» Source document:
┌──
Nyseius – De Divinatione Daemonum

nyseiusYou know what good black metal has and often lacks?  Atmosphere.  Every year this guy right here (editor) pulls out Transilvanian [sic] Hunger not for the vocals, not for the incessant drumming, but for those guitars.  They flow like brittle snow around cold rocks in a chasm, and it just makes this time of year so vibrant with the feeling of death.  If any black metal can pull off at least that, we tend to like it, or at least pass it off as something to listen to now and then, or perhaps once, just to say you did.  And if you know black metal, you’re aware there’s a new band or release every day practically, France being one of the areas known for some of the more atmospheric of the genre, but typically people pull out all the legends.  Mütiilation, Blut Aus Nord, you know the names.  But if there’s any country with a wealth of names beyond the so-called greats, it’s France.  Why France?  We’ve encountered this recently with French post-metal, post-black metal, post-hardcore, etc.  It’s clear it’s time to shed that typical image of the French that’s been around since World War II.  In their defense, all of the chaos and rotting bodies of the first war is what did it to them, and let’s just say all that disgust has been channeled in the past decade into the right places.
└──
» Instruction a: Reproduce the Nyseius review word for word.

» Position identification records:
┌──
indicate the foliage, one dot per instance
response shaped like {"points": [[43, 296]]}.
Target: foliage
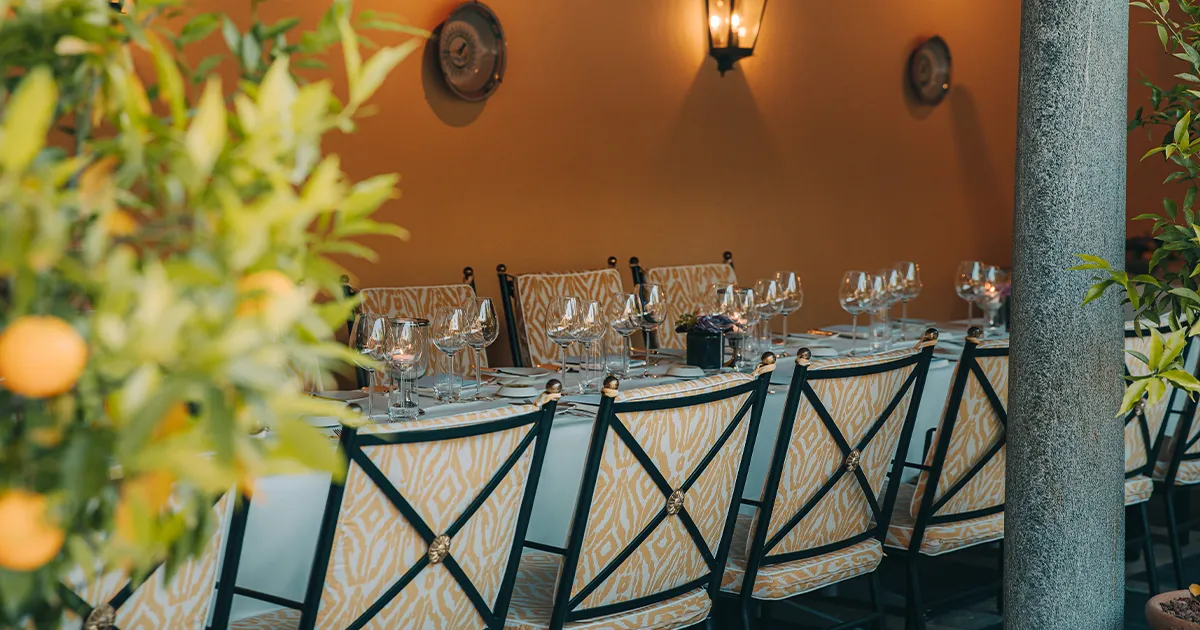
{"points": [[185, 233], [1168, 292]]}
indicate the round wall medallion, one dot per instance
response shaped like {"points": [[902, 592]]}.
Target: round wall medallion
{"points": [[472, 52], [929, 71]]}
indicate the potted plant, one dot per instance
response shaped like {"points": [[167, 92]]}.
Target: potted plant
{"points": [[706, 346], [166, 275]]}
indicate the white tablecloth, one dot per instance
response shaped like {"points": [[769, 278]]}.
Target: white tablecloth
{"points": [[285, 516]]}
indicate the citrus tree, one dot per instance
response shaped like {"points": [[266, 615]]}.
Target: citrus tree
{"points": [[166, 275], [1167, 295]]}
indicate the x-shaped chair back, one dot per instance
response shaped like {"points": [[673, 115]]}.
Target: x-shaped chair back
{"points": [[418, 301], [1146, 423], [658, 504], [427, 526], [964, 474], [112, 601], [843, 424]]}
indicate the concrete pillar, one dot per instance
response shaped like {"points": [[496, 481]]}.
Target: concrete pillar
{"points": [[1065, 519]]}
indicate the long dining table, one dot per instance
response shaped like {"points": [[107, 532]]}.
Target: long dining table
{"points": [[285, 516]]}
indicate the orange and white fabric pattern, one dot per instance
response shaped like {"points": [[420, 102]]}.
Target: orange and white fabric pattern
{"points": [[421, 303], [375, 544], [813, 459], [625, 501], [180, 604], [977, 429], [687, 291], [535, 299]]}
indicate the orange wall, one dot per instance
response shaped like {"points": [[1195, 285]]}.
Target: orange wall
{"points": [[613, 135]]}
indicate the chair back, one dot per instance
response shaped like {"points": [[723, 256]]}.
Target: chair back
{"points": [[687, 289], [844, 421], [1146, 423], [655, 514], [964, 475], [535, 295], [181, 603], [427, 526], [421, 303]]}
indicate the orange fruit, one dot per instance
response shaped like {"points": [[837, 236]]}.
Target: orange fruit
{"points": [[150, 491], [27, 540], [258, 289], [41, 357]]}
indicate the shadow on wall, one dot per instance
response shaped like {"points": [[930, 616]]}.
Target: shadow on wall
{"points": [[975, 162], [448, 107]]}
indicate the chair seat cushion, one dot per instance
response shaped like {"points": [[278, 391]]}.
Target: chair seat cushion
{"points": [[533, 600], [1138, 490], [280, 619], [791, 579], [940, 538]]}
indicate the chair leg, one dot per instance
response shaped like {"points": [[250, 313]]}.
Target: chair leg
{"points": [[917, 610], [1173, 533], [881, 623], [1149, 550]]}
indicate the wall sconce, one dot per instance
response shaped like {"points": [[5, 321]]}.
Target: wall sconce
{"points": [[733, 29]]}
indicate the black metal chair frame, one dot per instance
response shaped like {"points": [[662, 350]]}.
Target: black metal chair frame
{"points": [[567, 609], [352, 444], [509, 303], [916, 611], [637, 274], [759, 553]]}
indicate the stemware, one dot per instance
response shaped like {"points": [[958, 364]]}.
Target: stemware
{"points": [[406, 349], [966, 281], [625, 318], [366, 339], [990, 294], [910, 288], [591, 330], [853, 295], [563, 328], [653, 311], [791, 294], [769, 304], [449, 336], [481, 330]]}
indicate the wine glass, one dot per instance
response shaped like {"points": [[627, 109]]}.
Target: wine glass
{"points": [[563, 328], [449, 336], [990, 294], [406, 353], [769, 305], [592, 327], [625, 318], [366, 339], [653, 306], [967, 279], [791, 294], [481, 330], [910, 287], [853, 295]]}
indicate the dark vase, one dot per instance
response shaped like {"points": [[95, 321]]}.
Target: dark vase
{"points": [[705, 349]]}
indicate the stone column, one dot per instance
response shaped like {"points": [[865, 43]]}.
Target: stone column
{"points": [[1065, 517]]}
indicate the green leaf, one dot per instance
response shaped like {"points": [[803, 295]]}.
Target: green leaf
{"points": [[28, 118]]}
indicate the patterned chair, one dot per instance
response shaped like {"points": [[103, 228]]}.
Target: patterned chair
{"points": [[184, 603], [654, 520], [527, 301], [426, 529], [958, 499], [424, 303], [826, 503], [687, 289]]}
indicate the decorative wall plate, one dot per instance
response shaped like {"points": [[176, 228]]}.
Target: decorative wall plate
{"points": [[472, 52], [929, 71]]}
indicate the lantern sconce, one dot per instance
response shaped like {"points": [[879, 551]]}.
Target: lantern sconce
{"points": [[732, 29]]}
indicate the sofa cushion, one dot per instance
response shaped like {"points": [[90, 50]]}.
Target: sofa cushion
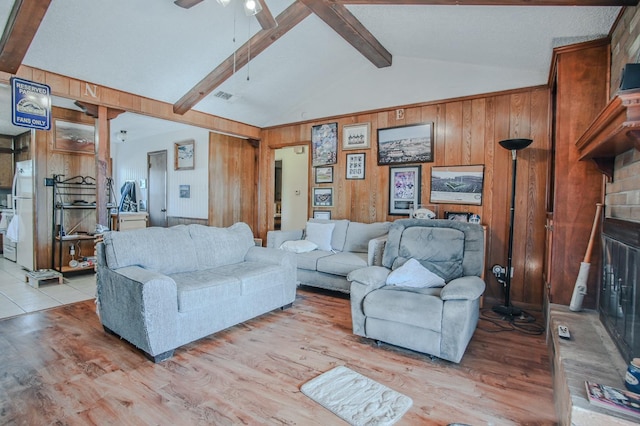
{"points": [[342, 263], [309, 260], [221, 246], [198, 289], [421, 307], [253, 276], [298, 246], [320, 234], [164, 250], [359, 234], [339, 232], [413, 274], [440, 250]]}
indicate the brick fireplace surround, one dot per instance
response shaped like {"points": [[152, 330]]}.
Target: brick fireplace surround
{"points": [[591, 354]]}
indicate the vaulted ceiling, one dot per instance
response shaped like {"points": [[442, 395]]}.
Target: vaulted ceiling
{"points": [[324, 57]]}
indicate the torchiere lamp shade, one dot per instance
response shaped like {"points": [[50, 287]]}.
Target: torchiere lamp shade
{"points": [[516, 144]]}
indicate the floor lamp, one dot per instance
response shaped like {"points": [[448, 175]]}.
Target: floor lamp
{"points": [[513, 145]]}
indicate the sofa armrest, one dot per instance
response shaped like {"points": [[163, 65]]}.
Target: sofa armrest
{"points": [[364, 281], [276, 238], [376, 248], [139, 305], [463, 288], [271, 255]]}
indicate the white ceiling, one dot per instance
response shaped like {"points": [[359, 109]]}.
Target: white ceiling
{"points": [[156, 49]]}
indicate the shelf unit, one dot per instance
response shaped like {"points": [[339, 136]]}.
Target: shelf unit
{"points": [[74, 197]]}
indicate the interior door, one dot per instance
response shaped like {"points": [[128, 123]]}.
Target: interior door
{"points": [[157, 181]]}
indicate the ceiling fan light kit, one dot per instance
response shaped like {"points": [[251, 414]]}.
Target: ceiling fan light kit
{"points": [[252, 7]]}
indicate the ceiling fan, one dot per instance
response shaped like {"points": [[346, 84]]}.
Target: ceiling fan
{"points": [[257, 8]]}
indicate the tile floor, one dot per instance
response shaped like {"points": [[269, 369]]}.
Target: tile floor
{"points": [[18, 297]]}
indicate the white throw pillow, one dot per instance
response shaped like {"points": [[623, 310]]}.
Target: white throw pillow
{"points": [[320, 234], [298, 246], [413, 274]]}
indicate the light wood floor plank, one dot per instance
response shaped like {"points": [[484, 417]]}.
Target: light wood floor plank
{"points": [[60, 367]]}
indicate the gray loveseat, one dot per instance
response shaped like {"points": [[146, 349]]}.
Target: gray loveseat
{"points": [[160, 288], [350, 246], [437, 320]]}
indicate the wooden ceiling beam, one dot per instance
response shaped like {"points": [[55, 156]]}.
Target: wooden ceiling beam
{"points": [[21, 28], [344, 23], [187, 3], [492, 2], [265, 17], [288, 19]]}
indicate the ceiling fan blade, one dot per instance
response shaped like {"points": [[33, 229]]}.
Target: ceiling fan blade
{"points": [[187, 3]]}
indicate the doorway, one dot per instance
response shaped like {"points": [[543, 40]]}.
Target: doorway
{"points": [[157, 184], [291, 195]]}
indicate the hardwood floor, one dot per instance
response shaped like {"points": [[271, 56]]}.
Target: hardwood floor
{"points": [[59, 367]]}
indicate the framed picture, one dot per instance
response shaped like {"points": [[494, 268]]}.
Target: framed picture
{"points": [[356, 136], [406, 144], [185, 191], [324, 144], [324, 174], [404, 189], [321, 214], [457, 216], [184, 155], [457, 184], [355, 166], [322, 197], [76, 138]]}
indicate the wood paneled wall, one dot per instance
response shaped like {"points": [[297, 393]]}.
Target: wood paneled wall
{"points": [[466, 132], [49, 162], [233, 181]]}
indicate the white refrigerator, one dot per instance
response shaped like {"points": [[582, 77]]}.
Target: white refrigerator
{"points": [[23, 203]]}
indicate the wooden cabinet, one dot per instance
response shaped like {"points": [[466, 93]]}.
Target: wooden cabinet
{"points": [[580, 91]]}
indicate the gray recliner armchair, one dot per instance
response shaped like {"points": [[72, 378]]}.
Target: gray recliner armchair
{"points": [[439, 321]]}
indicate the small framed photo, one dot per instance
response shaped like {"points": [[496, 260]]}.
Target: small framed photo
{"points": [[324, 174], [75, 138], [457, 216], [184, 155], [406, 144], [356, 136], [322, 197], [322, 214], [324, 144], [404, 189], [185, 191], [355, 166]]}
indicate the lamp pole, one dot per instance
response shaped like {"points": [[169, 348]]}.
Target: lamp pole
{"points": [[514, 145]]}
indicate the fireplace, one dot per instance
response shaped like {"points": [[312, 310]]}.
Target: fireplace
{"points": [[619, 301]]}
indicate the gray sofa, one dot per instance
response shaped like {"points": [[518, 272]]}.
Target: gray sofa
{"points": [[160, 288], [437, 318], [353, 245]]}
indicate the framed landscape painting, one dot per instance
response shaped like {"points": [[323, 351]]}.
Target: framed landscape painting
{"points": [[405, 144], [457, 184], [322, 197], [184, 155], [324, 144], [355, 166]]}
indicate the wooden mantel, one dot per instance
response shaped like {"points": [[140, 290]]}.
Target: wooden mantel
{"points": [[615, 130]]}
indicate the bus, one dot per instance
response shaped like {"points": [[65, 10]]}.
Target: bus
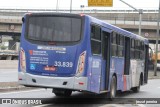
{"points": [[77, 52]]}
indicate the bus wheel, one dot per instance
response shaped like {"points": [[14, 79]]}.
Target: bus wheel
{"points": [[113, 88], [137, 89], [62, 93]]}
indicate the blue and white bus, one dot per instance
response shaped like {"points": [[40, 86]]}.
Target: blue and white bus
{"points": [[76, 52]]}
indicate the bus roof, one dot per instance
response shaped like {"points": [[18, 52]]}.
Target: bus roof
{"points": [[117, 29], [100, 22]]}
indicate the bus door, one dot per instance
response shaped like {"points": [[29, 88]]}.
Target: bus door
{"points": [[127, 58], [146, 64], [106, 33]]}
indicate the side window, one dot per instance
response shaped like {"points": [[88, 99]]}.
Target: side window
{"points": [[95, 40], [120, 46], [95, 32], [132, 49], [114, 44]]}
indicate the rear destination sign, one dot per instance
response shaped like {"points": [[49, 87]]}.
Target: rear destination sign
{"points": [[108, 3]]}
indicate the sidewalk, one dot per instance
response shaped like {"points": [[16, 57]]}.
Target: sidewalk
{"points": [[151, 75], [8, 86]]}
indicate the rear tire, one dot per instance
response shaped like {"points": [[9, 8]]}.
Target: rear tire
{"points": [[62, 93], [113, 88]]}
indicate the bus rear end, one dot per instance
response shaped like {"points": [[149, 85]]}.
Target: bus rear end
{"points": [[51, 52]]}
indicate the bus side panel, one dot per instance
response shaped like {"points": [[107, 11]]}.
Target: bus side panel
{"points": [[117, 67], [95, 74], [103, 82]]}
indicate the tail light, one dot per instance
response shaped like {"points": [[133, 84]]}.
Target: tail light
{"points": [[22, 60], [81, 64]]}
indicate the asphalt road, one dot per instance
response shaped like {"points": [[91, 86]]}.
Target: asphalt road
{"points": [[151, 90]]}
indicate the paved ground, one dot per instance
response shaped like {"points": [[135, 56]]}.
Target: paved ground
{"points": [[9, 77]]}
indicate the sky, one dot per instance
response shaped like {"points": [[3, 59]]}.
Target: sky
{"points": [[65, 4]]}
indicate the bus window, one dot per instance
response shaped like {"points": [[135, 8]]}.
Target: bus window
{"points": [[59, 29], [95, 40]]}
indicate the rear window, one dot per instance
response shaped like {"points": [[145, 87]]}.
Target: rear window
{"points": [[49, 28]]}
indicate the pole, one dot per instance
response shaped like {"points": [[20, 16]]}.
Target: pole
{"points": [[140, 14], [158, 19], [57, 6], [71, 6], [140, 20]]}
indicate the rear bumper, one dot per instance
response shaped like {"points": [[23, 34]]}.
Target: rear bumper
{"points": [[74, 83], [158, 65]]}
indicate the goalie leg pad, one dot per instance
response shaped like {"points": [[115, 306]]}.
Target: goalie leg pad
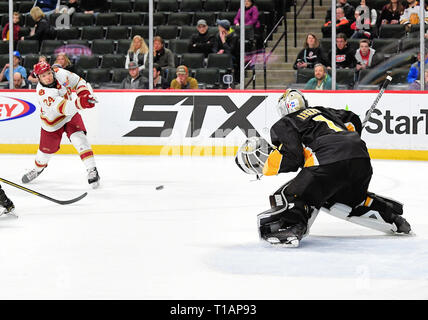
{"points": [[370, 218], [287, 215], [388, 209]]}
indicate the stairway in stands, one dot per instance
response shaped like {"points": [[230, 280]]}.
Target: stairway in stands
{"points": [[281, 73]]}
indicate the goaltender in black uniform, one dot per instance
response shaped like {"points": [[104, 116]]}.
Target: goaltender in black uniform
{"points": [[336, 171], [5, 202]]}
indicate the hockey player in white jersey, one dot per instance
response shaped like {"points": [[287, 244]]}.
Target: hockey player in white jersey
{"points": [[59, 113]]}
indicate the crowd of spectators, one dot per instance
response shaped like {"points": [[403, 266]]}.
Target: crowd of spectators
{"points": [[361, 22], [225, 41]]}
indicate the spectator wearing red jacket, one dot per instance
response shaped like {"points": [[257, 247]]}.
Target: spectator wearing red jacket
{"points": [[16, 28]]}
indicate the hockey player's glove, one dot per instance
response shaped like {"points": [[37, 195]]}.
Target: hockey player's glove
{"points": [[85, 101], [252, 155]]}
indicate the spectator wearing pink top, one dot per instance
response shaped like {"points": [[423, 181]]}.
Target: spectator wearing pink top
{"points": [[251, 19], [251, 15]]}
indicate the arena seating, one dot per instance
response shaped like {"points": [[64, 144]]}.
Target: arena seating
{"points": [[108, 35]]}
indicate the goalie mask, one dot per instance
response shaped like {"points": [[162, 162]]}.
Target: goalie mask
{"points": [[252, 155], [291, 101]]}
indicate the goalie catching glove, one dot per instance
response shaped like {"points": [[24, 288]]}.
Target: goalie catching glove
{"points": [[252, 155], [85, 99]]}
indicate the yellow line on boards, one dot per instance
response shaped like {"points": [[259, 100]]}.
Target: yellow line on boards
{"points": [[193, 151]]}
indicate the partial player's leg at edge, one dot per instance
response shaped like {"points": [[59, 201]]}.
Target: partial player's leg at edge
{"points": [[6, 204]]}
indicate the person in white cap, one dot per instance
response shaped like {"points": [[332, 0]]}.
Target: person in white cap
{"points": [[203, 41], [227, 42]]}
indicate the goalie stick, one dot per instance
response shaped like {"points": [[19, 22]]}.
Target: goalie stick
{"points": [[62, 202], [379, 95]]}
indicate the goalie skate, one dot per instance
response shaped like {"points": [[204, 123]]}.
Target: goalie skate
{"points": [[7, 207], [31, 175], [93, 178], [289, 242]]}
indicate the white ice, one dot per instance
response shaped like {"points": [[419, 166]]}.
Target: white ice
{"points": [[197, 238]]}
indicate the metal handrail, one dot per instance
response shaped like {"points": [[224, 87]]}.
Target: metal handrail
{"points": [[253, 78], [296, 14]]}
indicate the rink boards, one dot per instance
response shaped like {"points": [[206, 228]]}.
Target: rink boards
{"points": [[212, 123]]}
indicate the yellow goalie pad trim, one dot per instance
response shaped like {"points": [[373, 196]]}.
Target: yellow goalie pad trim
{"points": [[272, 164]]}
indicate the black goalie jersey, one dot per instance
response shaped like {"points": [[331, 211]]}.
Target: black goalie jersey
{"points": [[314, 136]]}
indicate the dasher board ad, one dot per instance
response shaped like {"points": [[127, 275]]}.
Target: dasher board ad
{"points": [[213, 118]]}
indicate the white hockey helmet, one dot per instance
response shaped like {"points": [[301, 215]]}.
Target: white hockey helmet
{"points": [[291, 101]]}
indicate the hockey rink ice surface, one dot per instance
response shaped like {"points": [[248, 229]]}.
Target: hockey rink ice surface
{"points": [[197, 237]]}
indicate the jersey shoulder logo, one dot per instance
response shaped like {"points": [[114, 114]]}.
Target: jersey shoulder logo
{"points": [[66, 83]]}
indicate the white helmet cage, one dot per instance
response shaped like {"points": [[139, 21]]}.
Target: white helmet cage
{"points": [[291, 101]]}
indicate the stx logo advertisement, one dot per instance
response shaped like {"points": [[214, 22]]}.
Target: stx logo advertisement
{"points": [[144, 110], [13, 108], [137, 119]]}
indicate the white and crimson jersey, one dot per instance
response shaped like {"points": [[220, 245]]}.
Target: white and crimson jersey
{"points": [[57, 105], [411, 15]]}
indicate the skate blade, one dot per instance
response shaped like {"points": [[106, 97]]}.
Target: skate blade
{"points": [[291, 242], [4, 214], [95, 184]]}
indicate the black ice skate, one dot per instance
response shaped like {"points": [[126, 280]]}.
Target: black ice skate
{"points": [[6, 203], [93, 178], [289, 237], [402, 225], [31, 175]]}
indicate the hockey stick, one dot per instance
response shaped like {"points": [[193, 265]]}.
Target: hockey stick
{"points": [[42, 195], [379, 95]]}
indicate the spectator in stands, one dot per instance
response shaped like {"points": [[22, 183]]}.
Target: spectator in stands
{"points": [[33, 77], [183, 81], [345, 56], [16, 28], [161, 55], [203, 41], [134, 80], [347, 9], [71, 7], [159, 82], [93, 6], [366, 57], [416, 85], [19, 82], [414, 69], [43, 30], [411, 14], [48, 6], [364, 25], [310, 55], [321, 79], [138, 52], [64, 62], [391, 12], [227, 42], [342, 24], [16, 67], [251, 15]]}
└──
» Instruction b: Quote the rows starting at the line that contains "indicate the spectator in" and ending at the final line of the rows.

» Problem solution a:
Nyseius – De Divinatione Daemonum

nyseiusYou know what good black metal has and often lacks?  Atmosphere.  Every year this guy right here (editor) pulls out Transilvanian [sic] Hunger not for the vocals, not for the incessant drumming, but for those guitars.  They flow like brittle snow around cold rocks in a chasm, and it just makes this time of year so vibrant with the feeling of death.  If any black metal can pull off at least that, we tend to like it, or at least pass it off as something to listen to now and then, or perhaps once, just to say you did.  And if you know black metal, you’re aware there’s a new band or release every day practically, France being one of the areas known for some of the more atmospheric of the genre, but typically people pull out all the legends.  Mütiilation, Blut Aus Nord, you know the names.  But if there’s any country with a wealth of names beyond the so-called greats, it’s France.  Why France?  We’ve encountered this recently with French post-metal, post-black metal, post-hardcore, etc.  It’s clear it’s time to shed that typical image of the French that’s been around since World War II.  In their defense, all of the chaos and rotting bodies of the first war is what did it to them, and let’s just say all that disgust has been channeled in the past decade into the right places.

» Problem solution b:
indicate the spectator in stands, one dot per instance
response shaped like {"points": [[22, 183]]}.
Target: spectator in stands
{"points": [[33, 77], [183, 81], [345, 56], [16, 28], [161, 55], [203, 41], [134, 80], [347, 9], [71, 7], [159, 82], [93, 6], [366, 57], [416, 85], [19, 82], [414, 69], [43, 30], [411, 14], [48, 6], [364, 25], [310, 55], [321, 79], [138, 52], [64, 62], [391, 12], [227, 42], [342, 24], [16, 67], [251, 15]]}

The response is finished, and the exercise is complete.